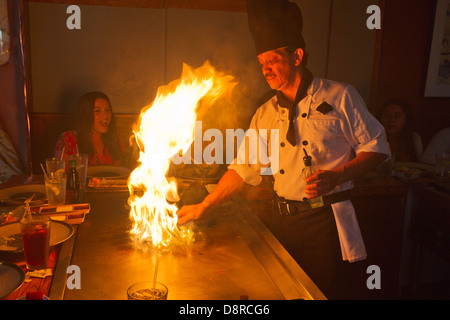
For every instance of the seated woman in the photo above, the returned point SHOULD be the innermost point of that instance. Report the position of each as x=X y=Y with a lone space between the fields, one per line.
x=396 y=117
x=96 y=133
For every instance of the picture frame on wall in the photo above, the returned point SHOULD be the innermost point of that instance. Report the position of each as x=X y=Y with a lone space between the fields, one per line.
x=438 y=73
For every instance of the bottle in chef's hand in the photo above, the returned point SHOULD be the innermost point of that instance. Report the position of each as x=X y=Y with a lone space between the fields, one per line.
x=309 y=171
x=73 y=184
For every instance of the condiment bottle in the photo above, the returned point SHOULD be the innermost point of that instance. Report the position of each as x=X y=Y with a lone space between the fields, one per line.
x=308 y=171
x=73 y=183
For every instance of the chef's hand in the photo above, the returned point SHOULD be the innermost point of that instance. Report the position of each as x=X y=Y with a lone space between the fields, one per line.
x=321 y=183
x=190 y=212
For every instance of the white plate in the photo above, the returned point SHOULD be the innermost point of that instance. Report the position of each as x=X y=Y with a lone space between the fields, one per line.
x=11 y=278
x=59 y=232
x=107 y=171
x=18 y=194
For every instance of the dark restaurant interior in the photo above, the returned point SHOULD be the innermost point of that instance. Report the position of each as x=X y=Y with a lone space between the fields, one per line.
x=128 y=49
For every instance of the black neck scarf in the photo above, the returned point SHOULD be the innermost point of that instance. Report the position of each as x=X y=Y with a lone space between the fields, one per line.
x=307 y=78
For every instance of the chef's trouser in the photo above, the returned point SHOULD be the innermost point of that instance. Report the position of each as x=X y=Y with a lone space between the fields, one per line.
x=311 y=238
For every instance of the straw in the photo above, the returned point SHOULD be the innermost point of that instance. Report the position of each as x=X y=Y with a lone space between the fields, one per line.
x=43 y=170
x=27 y=207
x=62 y=153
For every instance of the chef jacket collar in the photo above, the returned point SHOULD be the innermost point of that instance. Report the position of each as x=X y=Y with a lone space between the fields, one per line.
x=302 y=91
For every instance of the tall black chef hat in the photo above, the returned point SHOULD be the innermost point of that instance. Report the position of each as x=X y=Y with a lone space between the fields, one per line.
x=275 y=24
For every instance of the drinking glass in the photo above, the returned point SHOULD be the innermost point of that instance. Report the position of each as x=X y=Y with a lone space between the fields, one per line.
x=35 y=230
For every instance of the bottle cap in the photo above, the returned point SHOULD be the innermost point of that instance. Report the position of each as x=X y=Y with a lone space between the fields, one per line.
x=307 y=160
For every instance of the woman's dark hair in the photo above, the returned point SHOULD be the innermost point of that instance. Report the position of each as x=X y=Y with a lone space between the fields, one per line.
x=86 y=122
x=406 y=134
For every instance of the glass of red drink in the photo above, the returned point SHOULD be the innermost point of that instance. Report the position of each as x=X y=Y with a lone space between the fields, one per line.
x=35 y=231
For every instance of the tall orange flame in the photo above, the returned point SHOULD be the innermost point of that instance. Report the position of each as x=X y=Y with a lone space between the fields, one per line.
x=164 y=129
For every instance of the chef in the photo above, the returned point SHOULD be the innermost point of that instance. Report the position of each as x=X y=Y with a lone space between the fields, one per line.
x=323 y=119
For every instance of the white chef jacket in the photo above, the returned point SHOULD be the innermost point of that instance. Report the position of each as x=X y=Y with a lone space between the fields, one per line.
x=331 y=139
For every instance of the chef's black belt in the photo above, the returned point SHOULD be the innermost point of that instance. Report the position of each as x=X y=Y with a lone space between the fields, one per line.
x=289 y=207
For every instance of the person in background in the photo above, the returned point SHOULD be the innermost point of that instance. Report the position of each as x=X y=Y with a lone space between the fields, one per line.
x=439 y=143
x=9 y=160
x=96 y=134
x=397 y=119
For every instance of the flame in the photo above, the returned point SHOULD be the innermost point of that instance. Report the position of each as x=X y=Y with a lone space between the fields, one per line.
x=166 y=128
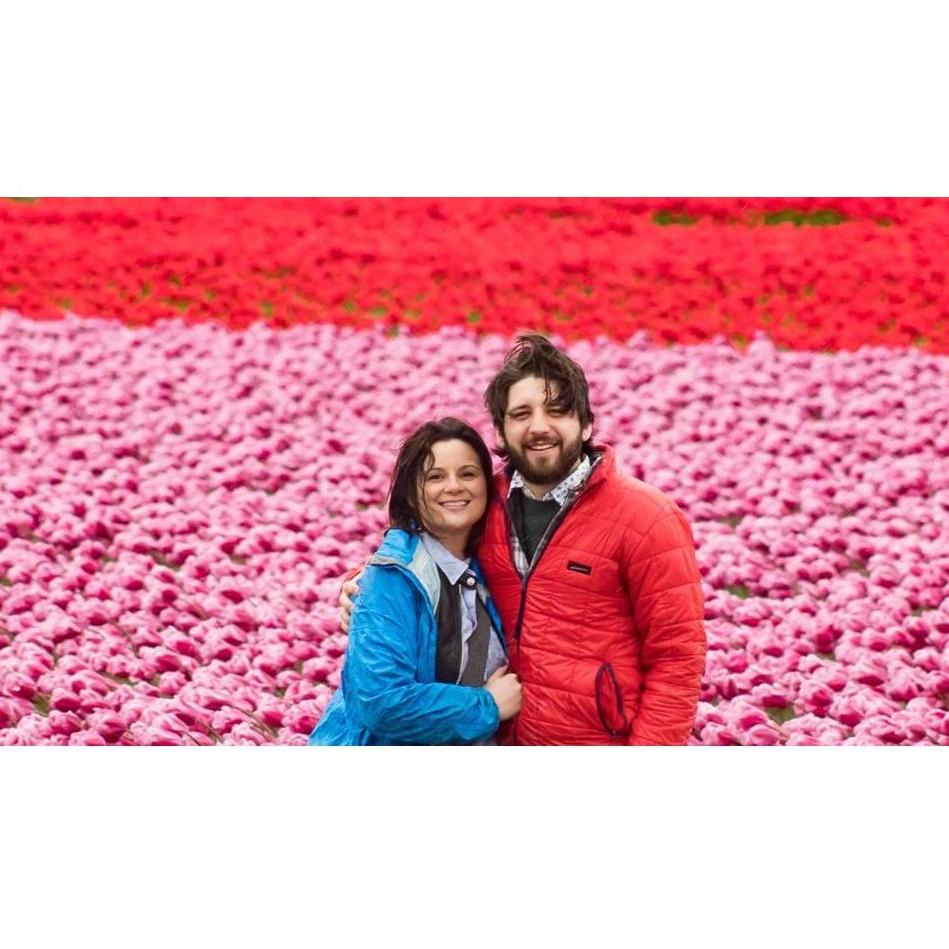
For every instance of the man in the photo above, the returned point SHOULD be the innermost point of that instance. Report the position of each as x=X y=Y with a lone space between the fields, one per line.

GIVEN EXERCISE | Please put the material into a Markdown table with the columns Nr and Line, starting at the line that contains "For every instance of the bottle cap" and ending at the line that contains "x=397 y=119", one numbered row per line and no blank lines.

WORKED ANSWER |
| Nr | Line |
|---|---|
| 1 | For every instance of the bottle cap in the photo above, the returned point SHOULD be the innermost point of that instance. Report the position of each as x=X y=Y with a lone space between the fields, one per line. |
| 2 | x=307 y=160 |
| 3 | For every instance of the woman's dark hair in the photo above, the returned point SHOULD be the innermost point of that instance. Report the position of each as x=X y=Y with a lone space between the fields, one per line. |
| 4 | x=86 y=122 |
| 5 | x=406 y=134 |
| 6 | For every instance of the glass of red drink in the photo above, the returned point SHOULD be the innermost point of that instance. Report the position of each as x=X y=Y with a lone space between the fields, one per line. |
| 7 | x=35 y=231 |
| 8 | For every instance of the tall orange flame in the photo above, the returned point SHOULD be the innermost point of that instance. Report the position of each as x=X y=Y with a lone space between the fields, one per line. |
| 9 | x=164 y=129 |
| 10 | For every instance of the chef in the photo above, the returned point SHOULD be the innermost point of that instance. Report the position of each as x=X y=Y with a lone space between the fields, one per line. |
| 11 | x=323 y=119 |
| 12 | For every instance of the white chef jacket in the photo above, the returned point SHOULD be the innermost point of that instance. Report the position of each as x=X y=Y with a lone space between the fields, one per line. |
| 13 | x=331 y=139 |
| 14 | For every instance of the chef's black belt in the photo above, the returned point SHOULD be the innermost point of that instance. Report the position of each as x=X y=Y with a lone space between the fields, one per line. |
| 15 | x=289 y=207 |
| 16 | For every instance of the person in background in the photo above, the returned point SHOULD be the innermost point of that instance. Report the position of each as x=X y=Y with a lone space between the fields, one per line. |
| 17 | x=439 y=143 |
| 18 | x=9 y=160 |
| 19 | x=96 y=134 |
| 20 | x=397 y=119 |